READING PASSAGE start
The resulting table includes columns re_caps, prv_re_caps, nxt_re_caps, re_lows, and so on. It’s helpful, as you explore the collection, to be thinking of tricks like this to transform intuitions into machine-friendly features.

Leave-one-document-out cross-validation

Though we’re labeling at the level of individual lines or other pre-segmented groups of words, our samples are at the level of entire document. Furthermore, it’s helpful to start with small batches of training data (I’ll start with about a dozen labeled documents), and target new samples (for instance by selecting for labeling those documents where the classifier has low certainty about its outputs) as necessary based on performance on held-out data. To make the most of small amounts of training data, during training and parameter tuning I use Leave One Document Out (LODO) cross-validation. Especially early on, it’s helpful to review the worst-case performance – this can help to inform the next batch of training samples. The ability to work with nested list-columns in R facilitates this kind of grouped sampling. The following code can be extended to iterate over a grid of parameter values to identify the best ones:

pacman::p_load(crfsuite, tidyverse, rsample)

cv <- nest(trainfeats, data = -docid) %>%
    loo_cv %>%
    mutate(train = map(splits, training),
           test  = map(splits, testing))

results <- cv %>%
    mutate(model      = map(train, crf_fit),
           test_preds = map2(model, test, crf_predict)
           metrics    = map2(test, test_preds, crf_metrics))

The crf_* functions are helper functions, crf_fit and crf_predict are wrappers for the associated functions in the crfsuite package, whereas crf_metrics takes ground truth and predicted labels and tallies the four quadrants of the confusion matrix, which are then used to produce evaluation statistics for each set of candidate parameters.

Data extraction from segmented documents

Having segmented a collection of scanned pages into documents, and divided documents into their constituent sections, we move to pulling data into a standardized schema. In the parsing step, we dispatch tables to table-extraction code (see appendix on working with layout data), convert detected form elements into key-value pairs, process lists and unstructured text, and so on. These extracted data become the building blocks for an analysis-ready dataset, but getting there still requires additional work.

...
├── extract
│   ├── import
│   ├── parse
│   ├── clean
│   ├── calculated-fields
│   ├── topic-models
│   └── export
...

Examples

The Boston PD SWAT reports came in multiple layouts, and we designed a software tool that exhaustively pulled out and parsed all data from each document into a separate JSON file. From that point, we needed a lot of custom logic in order to produce a dataset that could drive a human rights investigation.

For example, given the large number of firearms and other military equipment that the Boston PD document bringing to each raid (which we know because we extracted those tables), we wanted to be able to identify and flag incidents where the SWAT team encountered children upon entering a home. This information was encoded in a variety of different places and ways.
READING PASSAGE end
DATA LISTING start
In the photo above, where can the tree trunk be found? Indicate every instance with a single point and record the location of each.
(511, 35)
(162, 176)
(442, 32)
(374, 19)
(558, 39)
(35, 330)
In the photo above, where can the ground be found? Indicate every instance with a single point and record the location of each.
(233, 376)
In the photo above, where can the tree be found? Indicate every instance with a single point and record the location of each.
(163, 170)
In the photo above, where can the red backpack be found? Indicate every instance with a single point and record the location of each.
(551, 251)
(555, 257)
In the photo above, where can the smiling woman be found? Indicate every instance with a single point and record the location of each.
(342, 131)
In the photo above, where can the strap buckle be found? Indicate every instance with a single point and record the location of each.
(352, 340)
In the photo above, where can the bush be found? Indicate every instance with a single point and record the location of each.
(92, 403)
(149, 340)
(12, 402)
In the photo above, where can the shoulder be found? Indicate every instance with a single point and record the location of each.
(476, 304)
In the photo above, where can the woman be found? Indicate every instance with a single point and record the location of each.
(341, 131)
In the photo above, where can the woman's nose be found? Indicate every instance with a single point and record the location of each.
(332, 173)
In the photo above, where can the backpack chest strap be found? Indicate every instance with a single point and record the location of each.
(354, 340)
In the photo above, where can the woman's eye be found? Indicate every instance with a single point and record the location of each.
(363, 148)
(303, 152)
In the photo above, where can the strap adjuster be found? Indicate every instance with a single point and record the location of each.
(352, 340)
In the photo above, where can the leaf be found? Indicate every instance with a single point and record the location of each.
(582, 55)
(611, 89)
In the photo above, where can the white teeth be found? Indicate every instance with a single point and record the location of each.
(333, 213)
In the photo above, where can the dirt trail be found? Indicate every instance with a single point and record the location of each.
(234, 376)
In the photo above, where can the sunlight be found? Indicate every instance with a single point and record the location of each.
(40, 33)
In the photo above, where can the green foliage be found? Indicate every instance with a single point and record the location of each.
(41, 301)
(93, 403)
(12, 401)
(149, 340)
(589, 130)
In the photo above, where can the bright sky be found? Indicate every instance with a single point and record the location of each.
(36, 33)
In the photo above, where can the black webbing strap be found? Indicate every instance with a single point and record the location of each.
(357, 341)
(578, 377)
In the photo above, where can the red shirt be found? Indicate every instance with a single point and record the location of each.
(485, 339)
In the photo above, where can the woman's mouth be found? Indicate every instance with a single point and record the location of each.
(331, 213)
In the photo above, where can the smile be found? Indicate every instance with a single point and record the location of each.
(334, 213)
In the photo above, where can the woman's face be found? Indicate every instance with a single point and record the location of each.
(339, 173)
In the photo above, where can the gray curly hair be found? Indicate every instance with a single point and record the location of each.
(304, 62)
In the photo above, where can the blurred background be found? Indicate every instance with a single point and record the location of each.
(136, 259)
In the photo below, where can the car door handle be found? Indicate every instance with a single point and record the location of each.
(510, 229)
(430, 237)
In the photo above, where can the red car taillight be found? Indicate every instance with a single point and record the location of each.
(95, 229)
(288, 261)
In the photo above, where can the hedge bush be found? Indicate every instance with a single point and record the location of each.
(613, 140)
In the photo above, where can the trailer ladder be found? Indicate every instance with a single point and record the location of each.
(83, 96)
DATA LISTING end
DATA LISTING start
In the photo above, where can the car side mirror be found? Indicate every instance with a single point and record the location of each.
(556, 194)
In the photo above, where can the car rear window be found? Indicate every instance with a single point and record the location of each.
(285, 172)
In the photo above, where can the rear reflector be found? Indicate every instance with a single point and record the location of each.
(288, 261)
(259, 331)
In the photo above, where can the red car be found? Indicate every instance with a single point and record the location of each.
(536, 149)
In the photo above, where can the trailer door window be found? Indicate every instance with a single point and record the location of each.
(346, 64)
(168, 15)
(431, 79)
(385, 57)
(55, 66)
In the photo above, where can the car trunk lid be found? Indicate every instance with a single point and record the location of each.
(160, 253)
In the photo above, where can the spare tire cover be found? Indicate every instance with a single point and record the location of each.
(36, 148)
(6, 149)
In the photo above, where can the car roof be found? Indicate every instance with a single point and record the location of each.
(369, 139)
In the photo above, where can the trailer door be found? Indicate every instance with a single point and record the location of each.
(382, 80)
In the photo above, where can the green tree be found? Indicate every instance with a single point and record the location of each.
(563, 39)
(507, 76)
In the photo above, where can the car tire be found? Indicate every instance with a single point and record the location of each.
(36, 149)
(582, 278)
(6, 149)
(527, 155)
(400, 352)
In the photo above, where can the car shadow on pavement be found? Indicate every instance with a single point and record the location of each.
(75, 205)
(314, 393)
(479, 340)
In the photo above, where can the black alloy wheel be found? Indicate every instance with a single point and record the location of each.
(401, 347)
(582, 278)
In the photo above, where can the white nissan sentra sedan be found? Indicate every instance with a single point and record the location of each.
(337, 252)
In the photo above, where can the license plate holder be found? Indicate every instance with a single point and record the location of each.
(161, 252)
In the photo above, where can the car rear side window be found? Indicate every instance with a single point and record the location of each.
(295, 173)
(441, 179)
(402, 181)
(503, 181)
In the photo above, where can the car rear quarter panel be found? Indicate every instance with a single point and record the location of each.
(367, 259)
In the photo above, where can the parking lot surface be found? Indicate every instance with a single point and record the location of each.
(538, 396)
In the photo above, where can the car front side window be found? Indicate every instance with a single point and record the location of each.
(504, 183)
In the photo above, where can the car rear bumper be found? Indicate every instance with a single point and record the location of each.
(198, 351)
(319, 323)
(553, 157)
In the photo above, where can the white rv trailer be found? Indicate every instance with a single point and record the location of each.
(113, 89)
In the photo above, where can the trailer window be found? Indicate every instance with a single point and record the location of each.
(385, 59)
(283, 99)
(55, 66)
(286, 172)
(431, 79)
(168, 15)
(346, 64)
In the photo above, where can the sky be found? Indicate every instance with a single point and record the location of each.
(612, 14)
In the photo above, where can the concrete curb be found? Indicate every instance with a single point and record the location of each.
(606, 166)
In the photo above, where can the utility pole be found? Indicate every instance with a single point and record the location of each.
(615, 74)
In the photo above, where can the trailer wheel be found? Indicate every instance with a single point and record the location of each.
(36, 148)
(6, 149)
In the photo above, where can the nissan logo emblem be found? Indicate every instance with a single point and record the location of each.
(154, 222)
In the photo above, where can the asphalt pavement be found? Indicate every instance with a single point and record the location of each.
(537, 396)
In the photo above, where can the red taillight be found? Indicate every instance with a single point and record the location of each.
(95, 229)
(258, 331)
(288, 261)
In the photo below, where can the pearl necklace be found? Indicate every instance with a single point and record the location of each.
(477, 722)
DATA LISTING end
DATA LISTING start
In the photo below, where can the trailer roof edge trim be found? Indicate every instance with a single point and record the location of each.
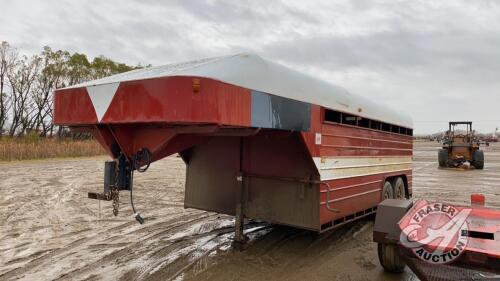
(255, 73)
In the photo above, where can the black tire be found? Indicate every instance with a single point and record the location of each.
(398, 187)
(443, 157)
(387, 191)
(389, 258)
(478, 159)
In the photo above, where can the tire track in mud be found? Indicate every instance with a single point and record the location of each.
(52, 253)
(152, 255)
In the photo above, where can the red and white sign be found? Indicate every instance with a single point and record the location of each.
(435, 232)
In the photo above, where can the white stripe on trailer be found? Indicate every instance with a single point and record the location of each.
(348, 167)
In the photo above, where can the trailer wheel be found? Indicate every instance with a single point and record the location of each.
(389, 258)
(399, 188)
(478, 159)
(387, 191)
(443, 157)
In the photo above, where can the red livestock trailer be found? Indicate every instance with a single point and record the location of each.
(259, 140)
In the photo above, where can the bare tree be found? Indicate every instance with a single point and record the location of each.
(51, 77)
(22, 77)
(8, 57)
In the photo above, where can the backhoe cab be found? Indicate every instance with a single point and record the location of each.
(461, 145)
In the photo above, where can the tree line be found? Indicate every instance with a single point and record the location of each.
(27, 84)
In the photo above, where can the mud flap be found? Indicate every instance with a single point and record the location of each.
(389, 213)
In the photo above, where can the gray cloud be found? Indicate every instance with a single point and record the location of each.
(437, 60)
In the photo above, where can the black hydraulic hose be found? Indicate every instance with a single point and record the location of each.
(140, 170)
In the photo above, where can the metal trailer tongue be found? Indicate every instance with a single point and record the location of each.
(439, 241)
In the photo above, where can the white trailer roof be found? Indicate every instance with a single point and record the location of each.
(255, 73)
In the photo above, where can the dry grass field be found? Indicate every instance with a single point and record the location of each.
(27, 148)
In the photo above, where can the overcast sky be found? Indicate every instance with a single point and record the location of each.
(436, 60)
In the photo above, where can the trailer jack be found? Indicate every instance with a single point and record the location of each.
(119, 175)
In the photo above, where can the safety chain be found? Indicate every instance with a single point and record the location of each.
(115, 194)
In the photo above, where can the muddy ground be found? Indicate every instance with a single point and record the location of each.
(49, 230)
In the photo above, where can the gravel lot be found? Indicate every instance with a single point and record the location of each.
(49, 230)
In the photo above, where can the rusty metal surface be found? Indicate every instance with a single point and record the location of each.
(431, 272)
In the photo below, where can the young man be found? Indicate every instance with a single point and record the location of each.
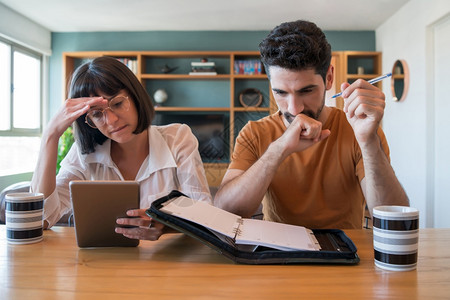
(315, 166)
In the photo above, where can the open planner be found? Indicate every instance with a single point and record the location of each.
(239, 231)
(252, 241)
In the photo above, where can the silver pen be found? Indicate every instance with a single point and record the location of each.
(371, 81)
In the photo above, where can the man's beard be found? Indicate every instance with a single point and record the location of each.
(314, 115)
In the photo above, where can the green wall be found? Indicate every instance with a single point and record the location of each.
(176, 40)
DATA LISTING end
**EXERCISES**
a – Reproduce the stretch of the document-extraction text from "cv <- nest(trainfeats, data" through "map2(model, test, crf_predict)".
b – In the document-extraction text, what kind of cross-validation is used during training and parameter tuning to make the most of small amounts of training data?
c – Pick up the document-extraction text after its final sentence and keep writing.

**TASK-BY-TASK ANSWERS**
a –
cv <- nest(trainfeats, data = -docid) %>%
    loo_cv %>%
    mutate(train = map(splits, training),
           test  = map(splits, testing))

results <- cv %>%
    mutate(model      = map(train, crf_fit),
           test_preds = map2(model, test, crf_predict)

b – Leave One Document Out (LODO) cross-validation.

c –
Example shows multiple, inconsistent ways that the presence of children was encoded in different reports. Detailed logic goes into each field of an analysis-ready dataset, even after parsing. This logic is driven by analytical needs, and will vary from project to project, even when relying on the same set of documents.

Some reports included a column for age in the table documenting people encountered, so we were able to create an indicator for whether any of the people was under 18. Other documents did not include such a column, or instead recorded date of birth, which was redacted. Additionally, in the planning section documenting the decisions leading up to the raid, some of the reports included an indicator of whether the team expected to encounter children during the raid (in the section “Potential Hazards”). That section was inconsistent, and when it was used it was almost always “Unknown” (a remarkable observation itself!). Still, we were able to identify some additional records that way. Finally, all reports included a written narrative, which sometimes mentioned children encountered (even when that wasn’t indicated anywhere else). We used some regular expression searches to identify these narratives.

Altogether, we had to look in 3 different places and use some fairly detailed logic in order to create a single true/false indicator column in our standardized output. We went through similar processes to create indicators for the presence of various pieces of military equipment, the use of stun grenades and chemical agents, warrant indicators (e.g. whether a raid was for service of a drug warrant), and the work continues.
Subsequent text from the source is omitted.